De nombreux animaux apparaissent dans ses récits, il dit être frappé par notre malaise d’humain à vouloir toujours prouver notre supériorité sur le reste de la création (d’où les expressions négatives comme langue de vipère, sale comme un cochon…) L’animal qui lui semble le plus extraordinaire est l’ours pour sa puissance et son comportement très proche de l’homme. Galdway Kinnel a écrit un fantastique poème intitulé « l’ours » où il montre que l’hibernation peut être comprise à l’échelle humaine comme le moment ou la personne, l’image que l’on a de soi qui nous fait jouer un rôle en permanence, se met au chaud quand il gèle dehors. Ainsi l’observation animale nous apprend et nous révèle notre propre condition humaine. « Les Européens ont célébré les récits de voyages et de conquête, la soi-disant découverte. Chez les médiévaux orientaux, l’objet du voyage était de confirmer ce qui existait déjà, de renforcer les racines de la mémoire culturelle, c’est aussi la mémoire visionnaire actuelle des Indiens, ils ont le même sens du voyage existentiel. Ce que je vois arriver maintenant dans la littérature Indienne, ce sont les références de plus en plus sophistiquées, des expériences qui ont trait aux événements traditionnels. Mais qu’est ce que la littérature Indienne ? Pour moi le contenu doit suggérer quelque chose de différent que j’appelle « vérisme mythique ». La vérité mythique, quelque chose de vivant dans le travail écrit et qui délivre une vérité. Cela vient de l’utilisation métaphorique traditionnelle de l’énergie et des références. N. Scott Momaday (auteur Kiowa) le possède, Leslie Silko ( auteur Pueblo Laguna ) aussi. Il n’y a pas de limites pour faire référence aux événements tribaux et traditionnels. Et ce n’est pas le discours qui compte mais comment un personnage par son attitude, apporte cette vérité mythique. Pour moi c’est l’attitude comique. Cela a à voir avec les façons dont les tensions, dont les problèmes de temps, sont résolus; comment le sens communautaire de la survie, comment l’esprit comique s’empare de l’imagination. Tout cela est subtil, aucune guerre n’est déclarée, aucun manifeste ne se dégage. Vous pouvez trouver un esprit comique dans toutes les littératures, mais elles n’ont pas les mêmes caractéristiques que dans la littérature Indienne ».
Le travail poétique de Gerald Vizenor , essentiellement des Haïkus, respecte et va dans le sens de la tradition Chippewa des chants des « rêveurs ».
Automne
Réserve White Earth Minnesota (réserve des Indiens Chippewa)
brise d’octobre les volets d’avant en arrière papillons de nuit
Clear Lake Minnesota la lune farceuse s’attarde à l’épouvantail
couronne princière
Hiver
Kyoto Japon des flocons géants
incendient la tasse de thé temple Bouddhiste
ST Paul Minnesota d’imposants flocons
glissent sur la baie vitrée dentelle Indienne
Printemps
Oakland Californie La lune de marsmiroite sur les trottoirs
traces d’escargots
White Earth Minnesota monceaux d’écume
en aval de la cascade silence des flots
Eté
Clear Lake , Minnesota un grand héron bleu
debout dans les basses eaux un chat sur le quai
Seven Pass, Californie un merle d’eau
plonge dans un torrent froid hors d’haleine
© extraits de Envol de grues. Cranes Arise Haïku scenes, édité en mai 1999 par Nodin Press Minneapolis, Minnesota , U.S.A.

DONNÉES FOURNIES:

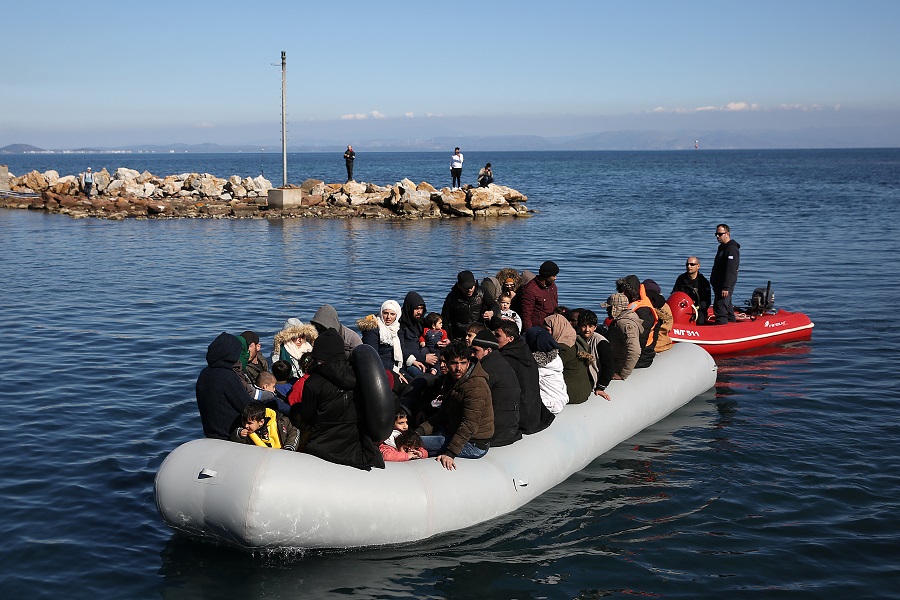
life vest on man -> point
(644, 302)
(273, 440)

ÉNONCÉ 1:
Reproduisez à l’identique le passage du texte sur Gerald Vizenor situé entre « Le travail poétique » et « des Indiens Chippewa) », ces deux extraits compris.
ÉNONCÉ 2:
Pour chacune des affirmations suivantes, dites si elle concorde avec le texte sur Gerald Vizenor, en répondant par oui ou par non et en citant textuellement les mots qui tranchent. (a) Le texte présente l’ours comme l’animal le plus extraordinaire. (b) Le poème intitulé « l’ours » est attribué à N. Scott Momaday. (c) Les extraits de Envol de grues ont été édités en mai 1999 par Nodin Press.
Les données ne jouent ici aucun rôle.

SOLUTION COMPLÈTE 1:
Le travail poétique de Gerald Vizenor , essentiellement des Haïkus, respecte et va dans le sens de la tradition Chippewa des chants des « rêveurs ».
Automne
Réserve White Earth Minnesota (réserve des Indiens Chippewa)

SOLUTION COMPLÈTE 2:
(a) Oui : « L’animal qui lui semble le plus extraordinaire est l’ours ».
(b) Non : « Galdway Kinnel a écrit un fantastique poème intitulé « l’ours » ».
(c) Oui : « édité en mai 1999 par Nodin Press ».